SELECTED TEXT:
☆ ☆ ☆

Ex-NHS chief Gary Walker 'being gagged'

Gary Walker
Image caption Gary Walker claimed he had been dismissed unfairly

The former head of an NHS Trust has been paid more than £500,000, including legal costs, as part of a severance deal which also stops him discussing patient safety, the BBC has learned.

Gary Walker was sacked as chief executive of the United Lincolnshire Hospitals Trust in February 2010.

He dropped a claim for unfair dismissal in a deal with the NHS. Supporters say he has been bound by a "super gag".

The Trust said all parties in the case had reached an amicable resolution.

The official reason for his dismissal from the £140,000-a-year post was that he swore openly at meetings, but supporters have alleged this was a trumped-up charge.

Non-urgent cases

Prior to his dismissal, Mr Walker had a serious disagreement with his superiors over the direction of health policies in Lincolnshire.

BBC correspondent Andrew Hosken said that, essentially, Mr Walker had disobeyed an order from his superiors to focus his efforts on official government targets for non-urgent medical cases.

David Bowles was chairman of the United Lincolnshire Trust but also resigned in 2009 over NHS targets. He said he believed the dispute was about safe care.

"For whatever reasons, the demand for services in Lincolnshire had gone through the roof," he said.

"Faced with that surge, you have a choice - you can either treat your emergency patients safely and delay your non-emergency patients, or you give priority to the non-emergency patients to meet the target and then the emergency patients suffer."

Employment tribunal

The entire trust board had made it clear in June 2009 that it was not prepared to give guarantees and assurances on meeting the non-urgent targets, he said.

In April 2011, an employment tribunal in Nottingham was to hear Mr Walker's claim for unfair dismissal.

☆ ☆ ☆

ENTRIES SHOWN:

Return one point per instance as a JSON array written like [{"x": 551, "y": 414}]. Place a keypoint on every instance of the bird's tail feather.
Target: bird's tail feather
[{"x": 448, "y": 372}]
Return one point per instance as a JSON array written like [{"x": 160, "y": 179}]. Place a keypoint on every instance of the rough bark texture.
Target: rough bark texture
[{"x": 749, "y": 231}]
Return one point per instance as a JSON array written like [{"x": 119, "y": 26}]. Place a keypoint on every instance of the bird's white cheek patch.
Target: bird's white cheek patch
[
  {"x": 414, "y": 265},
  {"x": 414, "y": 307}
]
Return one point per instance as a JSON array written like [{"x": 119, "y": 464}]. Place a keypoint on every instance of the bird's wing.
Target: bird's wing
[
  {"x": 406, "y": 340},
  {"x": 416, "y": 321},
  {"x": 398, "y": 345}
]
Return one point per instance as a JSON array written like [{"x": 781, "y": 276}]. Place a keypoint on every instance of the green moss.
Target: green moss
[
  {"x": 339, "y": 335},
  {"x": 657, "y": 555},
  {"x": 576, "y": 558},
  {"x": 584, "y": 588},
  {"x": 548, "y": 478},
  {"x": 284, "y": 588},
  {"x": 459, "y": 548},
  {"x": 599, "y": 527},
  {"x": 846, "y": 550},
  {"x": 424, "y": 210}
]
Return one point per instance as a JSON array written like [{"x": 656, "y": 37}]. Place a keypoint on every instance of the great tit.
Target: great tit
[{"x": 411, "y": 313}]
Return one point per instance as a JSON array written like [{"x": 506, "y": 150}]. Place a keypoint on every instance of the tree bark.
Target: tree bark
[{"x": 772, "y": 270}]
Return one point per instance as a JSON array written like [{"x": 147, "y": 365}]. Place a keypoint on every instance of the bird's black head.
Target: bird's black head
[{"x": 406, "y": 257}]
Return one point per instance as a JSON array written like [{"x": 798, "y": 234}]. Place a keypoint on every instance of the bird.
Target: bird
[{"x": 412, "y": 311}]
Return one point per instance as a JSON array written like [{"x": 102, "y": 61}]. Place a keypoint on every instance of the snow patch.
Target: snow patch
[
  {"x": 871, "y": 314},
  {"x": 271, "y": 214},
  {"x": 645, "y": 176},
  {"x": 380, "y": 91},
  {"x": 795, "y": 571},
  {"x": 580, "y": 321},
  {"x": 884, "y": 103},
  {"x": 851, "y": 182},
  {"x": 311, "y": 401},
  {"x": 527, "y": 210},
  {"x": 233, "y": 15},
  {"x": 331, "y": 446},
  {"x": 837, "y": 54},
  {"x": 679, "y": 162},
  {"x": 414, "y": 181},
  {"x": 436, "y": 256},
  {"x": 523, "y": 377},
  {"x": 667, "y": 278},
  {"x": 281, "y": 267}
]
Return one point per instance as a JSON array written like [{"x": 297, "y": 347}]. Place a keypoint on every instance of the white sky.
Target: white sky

☆ ☆ ☆

ASSIGNMENT:
Answer these questions about the article on Gary Walker:
(a) From what post was Gary Walker sacked, and in what month and year?
(b) What was the official reason given for his dismissal?
(c) In which city and in what month and year was an employment tribunal to hear his claim?

TASK RESPONSE:
(a) Chief executive of the United Lincolnshire Hospitals Trust, in February 2010.
(b) He swore openly at meetings.
(c) Nottingham, in April 2011.